Data lines:
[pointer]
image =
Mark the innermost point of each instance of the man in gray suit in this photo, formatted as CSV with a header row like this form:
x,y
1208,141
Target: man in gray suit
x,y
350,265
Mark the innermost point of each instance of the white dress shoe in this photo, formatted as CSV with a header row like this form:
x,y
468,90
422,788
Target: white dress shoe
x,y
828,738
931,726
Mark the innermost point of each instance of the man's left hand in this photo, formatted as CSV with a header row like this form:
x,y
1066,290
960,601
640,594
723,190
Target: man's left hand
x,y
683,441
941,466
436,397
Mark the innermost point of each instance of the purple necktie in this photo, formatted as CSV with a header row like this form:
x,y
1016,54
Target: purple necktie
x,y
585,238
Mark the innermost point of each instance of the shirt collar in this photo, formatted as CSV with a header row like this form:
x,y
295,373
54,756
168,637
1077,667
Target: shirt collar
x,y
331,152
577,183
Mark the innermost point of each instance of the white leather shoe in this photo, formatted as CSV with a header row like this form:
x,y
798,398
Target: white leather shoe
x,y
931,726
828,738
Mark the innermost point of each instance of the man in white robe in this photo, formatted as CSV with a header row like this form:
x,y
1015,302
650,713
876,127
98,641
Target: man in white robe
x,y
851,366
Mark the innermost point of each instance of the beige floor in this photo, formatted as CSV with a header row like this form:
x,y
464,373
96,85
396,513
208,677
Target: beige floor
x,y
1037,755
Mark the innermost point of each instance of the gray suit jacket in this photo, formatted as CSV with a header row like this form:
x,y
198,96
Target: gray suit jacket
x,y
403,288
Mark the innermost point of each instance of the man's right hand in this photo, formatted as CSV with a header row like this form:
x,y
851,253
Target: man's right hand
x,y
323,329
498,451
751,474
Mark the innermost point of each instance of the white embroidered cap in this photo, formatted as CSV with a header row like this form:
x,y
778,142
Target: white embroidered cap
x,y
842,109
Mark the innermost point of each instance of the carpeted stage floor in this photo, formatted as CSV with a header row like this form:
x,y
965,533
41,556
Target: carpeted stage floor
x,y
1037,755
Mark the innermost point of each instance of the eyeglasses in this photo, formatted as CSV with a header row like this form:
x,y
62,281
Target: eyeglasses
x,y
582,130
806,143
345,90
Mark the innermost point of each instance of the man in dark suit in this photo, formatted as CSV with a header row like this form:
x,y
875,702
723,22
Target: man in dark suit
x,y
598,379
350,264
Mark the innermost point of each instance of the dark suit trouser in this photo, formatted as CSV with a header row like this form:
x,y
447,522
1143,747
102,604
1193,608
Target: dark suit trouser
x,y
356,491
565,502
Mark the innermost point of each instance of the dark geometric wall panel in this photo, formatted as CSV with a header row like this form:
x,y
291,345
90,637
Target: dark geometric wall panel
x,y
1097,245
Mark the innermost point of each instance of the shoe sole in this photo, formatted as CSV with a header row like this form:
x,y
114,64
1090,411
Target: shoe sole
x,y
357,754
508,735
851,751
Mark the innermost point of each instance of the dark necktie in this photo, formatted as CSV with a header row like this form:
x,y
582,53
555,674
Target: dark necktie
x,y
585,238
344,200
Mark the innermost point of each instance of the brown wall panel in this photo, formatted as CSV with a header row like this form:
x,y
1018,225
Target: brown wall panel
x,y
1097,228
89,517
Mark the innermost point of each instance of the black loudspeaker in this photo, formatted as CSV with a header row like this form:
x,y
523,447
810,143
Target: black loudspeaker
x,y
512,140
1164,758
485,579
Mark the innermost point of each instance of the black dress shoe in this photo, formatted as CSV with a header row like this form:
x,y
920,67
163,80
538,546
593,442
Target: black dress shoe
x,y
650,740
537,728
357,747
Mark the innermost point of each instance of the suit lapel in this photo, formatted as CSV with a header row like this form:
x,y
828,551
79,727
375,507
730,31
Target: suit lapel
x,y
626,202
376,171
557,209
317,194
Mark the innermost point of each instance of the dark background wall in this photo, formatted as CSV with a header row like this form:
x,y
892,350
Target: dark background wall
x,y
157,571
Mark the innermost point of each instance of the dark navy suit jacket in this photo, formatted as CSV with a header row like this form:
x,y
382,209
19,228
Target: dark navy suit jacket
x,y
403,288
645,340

# Task details
Please copy out every line of the records above exactly, with nothing left out or changed.

# Solution to this exercise
[pointer]
image =
Mark the innermost point of each instance of the man in gray suit in this photo, formatted as CSV with a header row like this form:
x,y
1208,141
Target: man in gray suit
x,y
350,265
Mark the innermost point of each instance of the white dress shoe in this photo, formatted as CSV with a header row like this form:
x,y
468,90
422,788
Target: white dress shoe
x,y
828,738
931,726
Mark the innermost point of each instance of the man's left hand in this photo, formatted as CSV with a header row like this form:
x,y
1066,290
960,601
640,594
723,190
Target: man's left hand
x,y
683,441
941,466
436,397
Mark the innermost point of each instance of the purple necktie in this photo, formatted as CSV with a header row like this form:
x,y
1016,54
Target: purple necktie
x,y
585,238
Mark the innermost point of each instance of the shirt collar in this photo, formatted as CSV with a header row like this form:
x,y
295,373
54,756
168,637
1077,667
Target: shirt collar
x,y
331,152
577,183
Mark the innermost point of each instance of the white leather shoe in this photo, formatted as CSV with a header row like this form:
x,y
798,398
Target: white leather shoe
x,y
931,726
828,738
Mark the innermost point of each instance of the man in white robe in this photo, formatted as CSV with a header row like this form:
x,y
1015,302
650,713
876,127
98,641
Target: man in white robe
x,y
851,366
Mark the innermost point of each instance of the beige floor in this photo, formatted as CSV with a header row like this form:
x,y
464,373
96,85
396,513
208,677
Target: beige floor
x,y
1037,755
Mark the innermost point of each instance of the gray suit jacket in this photo, formatted as CSV with a header row like this form:
x,y
198,96
Target: gray suit jacket
x,y
403,288
Mark the innermost point of each instance of the man's right hand in this photo, formatted as CSV with a header row like this form:
x,y
851,253
Target: man's right hand
x,y
323,329
498,451
751,474
Mark the innermost point of each instance of the white embroidered cap in this photo, formatted as CSV with a header row like this form:
x,y
778,142
Target: white embroidered cap
x,y
842,109
Mark the innermost point of each instance of the carpeted stage floor in this photo, formatted as CSV with a header row like this form:
x,y
965,533
41,556
Target: carpeted stage floor
x,y
1037,755
Mark the innermost point of each instance of the eyeglasses in this photo, formatted as CSV with a header row like this form:
x,y
62,281
Target: eyeglasses
x,y
582,130
806,143
345,90
Mark the innermost point of each instance of the man in dark suit in this photo, formatted as CSV with a header row like this form:
x,y
875,702
723,22
Target: man in dark suit
x,y
598,379
350,264
Mark the innermost point of each instance of the dark suit trouser in this photo, formatted as CSV with a header row like this form:
x,y
447,522
1143,747
102,604
1193,608
Target: dark suit trouser
x,y
356,491
565,502
Mark the innermost point of each instance of the dark geometric wall panel in this photo, formatted as CSV with a header row like this form:
x,y
291,345
90,637
Target: dark geometric wall panel
x,y
1097,245
Mark the innermost point of each instance of the shoe sole in this photo, formatted as CSV with a header row like this form:
x,y
114,64
1090,411
Target: shoe sole
x,y
357,754
508,735
851,751
Mark the innermost point of each instance of the dark necktie in this photo, formatted as CSV with a header row like this form:
x,y
582,53
555,674
Target: dark necktie
x,y
585,238
344,200
Mark the innermost point of each instance of the brown wall panel in this photo, formatted as CSV with a header row like this form:
x,y
1018,225
Target: brown wall panel
x,y
1097,228
89,517
Mark the innermost point of each instance of the black loudspeaker in this photo, formatted as CSV with a header row like this form:
x,y
523,447
810,143
Target: black loudspeaker
x,y
512,140
1164,758
485,579
Mark the innermost point of each instance of the black dress shoe in this photo, formatted as CSV with a header row like this form:
x,y
920,67
163,80
538,546
593,442
Target: black dress shoe
x,y
650,740
537,728
357,747
Mark the innermost point of each instance of the suit lapel in this photo, formatted as CSV with a header row like this form:
x,y
828,551
79,727
375,507
730,31
Target: suit lapel
x,y
626,202
376,171
557,209
317,194
Mark the innermost point of each instance of the dark background wall in this photo, formatted as CSV with a header row like this form:
x,y
892,350
Target: dark background wall
x,y
157,571
Mark the innermost point of each instance of the dark navy suit jacket in this photo, formatted as CSV with a header row like this form:
x,y
382,209
19,228
Target: dark navy suit jacket
x,y
403,288
645,340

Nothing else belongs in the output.